## Records provided
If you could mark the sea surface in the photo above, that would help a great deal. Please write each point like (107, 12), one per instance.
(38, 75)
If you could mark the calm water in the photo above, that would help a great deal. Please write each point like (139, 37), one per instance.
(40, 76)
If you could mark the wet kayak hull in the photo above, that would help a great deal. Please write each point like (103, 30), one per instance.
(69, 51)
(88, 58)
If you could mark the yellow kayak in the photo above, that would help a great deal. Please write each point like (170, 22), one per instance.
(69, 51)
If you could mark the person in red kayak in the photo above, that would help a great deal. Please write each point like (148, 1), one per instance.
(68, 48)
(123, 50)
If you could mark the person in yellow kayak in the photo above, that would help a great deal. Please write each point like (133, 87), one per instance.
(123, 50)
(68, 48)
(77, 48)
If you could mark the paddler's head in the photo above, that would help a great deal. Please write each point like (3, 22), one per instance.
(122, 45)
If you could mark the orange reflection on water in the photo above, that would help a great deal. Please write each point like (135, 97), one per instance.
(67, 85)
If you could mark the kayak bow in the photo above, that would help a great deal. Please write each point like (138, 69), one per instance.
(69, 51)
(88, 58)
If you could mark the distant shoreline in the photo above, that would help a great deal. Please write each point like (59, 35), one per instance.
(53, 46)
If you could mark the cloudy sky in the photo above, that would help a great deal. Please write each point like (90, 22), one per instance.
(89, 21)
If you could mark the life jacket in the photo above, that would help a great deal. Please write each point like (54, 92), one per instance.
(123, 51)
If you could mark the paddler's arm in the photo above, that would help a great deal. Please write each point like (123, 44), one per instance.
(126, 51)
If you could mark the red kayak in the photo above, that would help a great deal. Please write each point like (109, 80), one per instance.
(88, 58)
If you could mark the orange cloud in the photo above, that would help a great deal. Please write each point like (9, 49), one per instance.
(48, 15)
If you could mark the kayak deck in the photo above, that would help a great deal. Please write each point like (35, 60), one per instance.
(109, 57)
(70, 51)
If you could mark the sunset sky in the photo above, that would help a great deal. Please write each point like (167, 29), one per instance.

## What the task requires
Copy all of the material above word for word, keeping every line as it is.

## The response
If you could mark the sea surface in the photo above, that would help a great deal. Please write each point like (107, 12), one per instance.
(38, 75)
If you could mark the calm water in the photo above, that would help a great deal. Please write each point like (139, 37), one per instance.
(40, 76)
If you could mark the wet kayak hull in the photo above, that would help a great deal. Please write each point like (103, 30), one per instance.
(69, 51)
(88, 58)
If you could mark the yellow kayak in the photo above, that would help a great deal. Please write each point like (170, 22), one per instance.
(69, 51)
If you could mark the person in red kayak in the photo above, that would help a great deal. Please write each point like (148, 1), one per instance.
(68, 48)
(123, 50)
If you could mark the person in yellow kayak in the photo above, that would help a great deal. Please write each point like (133, 87), one per instance.
(123, 50)
(68, 48)
(77, 48)
If you could mark the paddler's head in the photo above, that would help a great deal. Please write each point like (3, 22), one per instance.
(122, 45)
If you could mark the orange reflection on water in the photo above, that would help a great deal. Please write each point like (135, 97), one per instance.
(67, 85)
If you could mark the kayak bow in the photo above, that would help a great deal. Please write each point like (138, 69), one per instance.
(69, 51)
(88, 58)
If you could mark the distant shoreline in the photo above, that would help a great deal. Please write each point like (59, 35), one per instance.
(53, 46)
If you could mark the cloudy sky in the photo above, that would help a great deal. Please write each point like (90, 22), one per instance.
(89, 21)
If you could mark the life jacket in the photo above, that would help a great deal. Please write each point like (54, 92), one per instance.
(123, 51)
If you could mark the paddler's arm in the photo above, that would help a great deal. Please write each point like (123, 44), one per instance.
(126, 51)
If you could mark the red kayak in the photo above, that would help a great deal. Please write each point like (109, 80), one per instance.
(88, 58)
If you could mark the orange cloud in the photo above, that would help a great deal. Please write each point like (9, 49), one per instance.
(48, 15)
If you could mark the kayak deck in the photo above, that would help a great deal. Please write each point like (35, 60), one per instance.
(109, 57)
(70, 51)
If you could mark the sunset sky in the photo above, that would help a great deal. Please write each point like (167, 29), one per instance.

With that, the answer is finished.